◆ WORK INSTRUCTION
Each line of data below must be printed exactly as written, with any pictures removed.

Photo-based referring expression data
● ● ● ● ●
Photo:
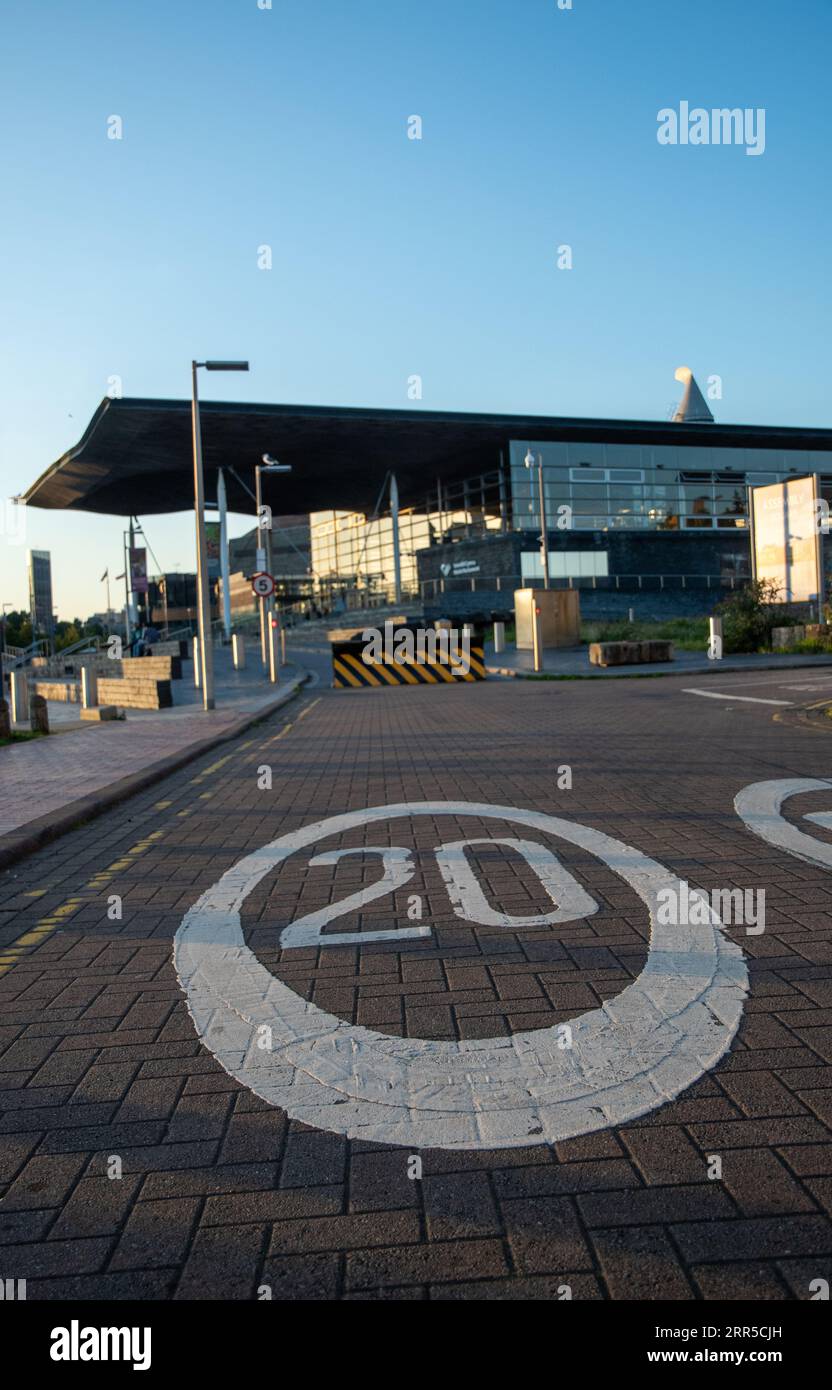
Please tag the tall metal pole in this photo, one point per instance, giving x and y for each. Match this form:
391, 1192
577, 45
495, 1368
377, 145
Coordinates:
224, 562
206, 652
543, 526
259, 549
127, 590
396, 548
● ● ● ● ●
◆ TASK SOLUTION
Photo:
Please tag the tall metal pole in this photo, one point per instance, giving x and y for each. Match this form:
391, 1192
577, 45
495, 1368
377, 145
Coordinates:
224, 562
206, 652
543, 526
259, 549
127, 590
396, 548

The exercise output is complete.